╭─ Texto extraído

Também não se caracteriza, na hipótese, prática de ato de administração pelo legislativo, o que poderia amparar o reconhecimento da tese da quebra do princípio da separação de poderes. Note-se que a lei aqui analisada reveste-se de todos os pressupostos necessários à sua configuração como ato normativo: generalidade, impessoalidade, e abstração.

Não se constata, ainda, inconstitucionalidade material, em razão de invasão da esfera de competência legislativa privativa da União (art. 22, I, da CF).

No tocante a feriados, dispõe a Lei federal n. 9.093, de 12 de setembro de 1995:

“Art. 1º- São feriados civis:

I- os declarados em lei federal;

II- a data magna do Estado fixada em lei federal;

III- os dias do início e do término do ano do centenário de fundação do Município, fixados em lei municipal;

Art. 2º- São feriados religiosos os dias de guarda, declarados em lei municipal, de acordo com a tradição local e em número não superior a quatro, neste incluída a Sexta-feira da Paixão.

╰─
╭─ Dados fornecidos

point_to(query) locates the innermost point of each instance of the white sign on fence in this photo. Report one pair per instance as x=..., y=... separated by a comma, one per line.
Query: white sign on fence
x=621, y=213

╰─

Escreva, sem nenhuma alteração, todo o trecho do texto extraído que vai de "Não se constata, ainda, inconstitucionalidade" até "Sexta-feira da Paixão.". Baseie-se somente no texto extraído.

Não se constata, ainda, inconstitucionalidade material, em razão de invasão da esfera de competência legislativa privativa da União (art. 22, I, da CF).

No tocante a feriados, dispõe a Lei federal n. 9.093, de 12 de setembro de 1995:

“Art. 1º- São feriados civis:

I- os declarados em lei federal;

II- a data magna do Estado fixada em lei federal;

III- os dias do início e do término do ano do centenário de fundação do Município, fixados em lei municipal;

Art. 2º- São feriados religiosos os dias de guarda, declarados em lei municipal, de acordo com a tradição local e em número não superior a quatro, neste incluída a Sexta-feira da Paixão.